Material for this exercise:
BEGIN

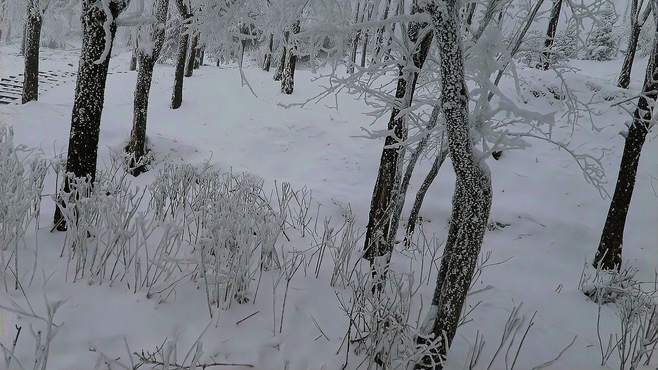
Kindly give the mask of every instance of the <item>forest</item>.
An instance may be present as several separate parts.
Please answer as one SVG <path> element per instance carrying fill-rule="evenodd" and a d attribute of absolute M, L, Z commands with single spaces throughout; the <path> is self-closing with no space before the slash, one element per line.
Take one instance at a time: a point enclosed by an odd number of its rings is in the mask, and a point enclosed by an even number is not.
<path fill-rule="evenodd" d="M 658 368 L 658 0 L 0 0 L 0 370 Z"/>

END

Work instruction: Once you reach the line containing "Please answer as", transcribe it and each line after it through the end of the material, exactly and with nothing added.

Answer box:
Please answer as one SVG <path> element per instance carrying fill-rule="evenodd" and a d attribute of absolute M, L, Z commands with single spaces throughout; the <path> is self-closing with no space before the slash, one element per line.
Take one instance at a time: a point enclosed by an odd number of its rings is in the mask, and a point enclosed by an even number is not.
<path fill-rule="evenodd" d="M 658 368 L 658 0 L 0 0 L 0 370 Z"/>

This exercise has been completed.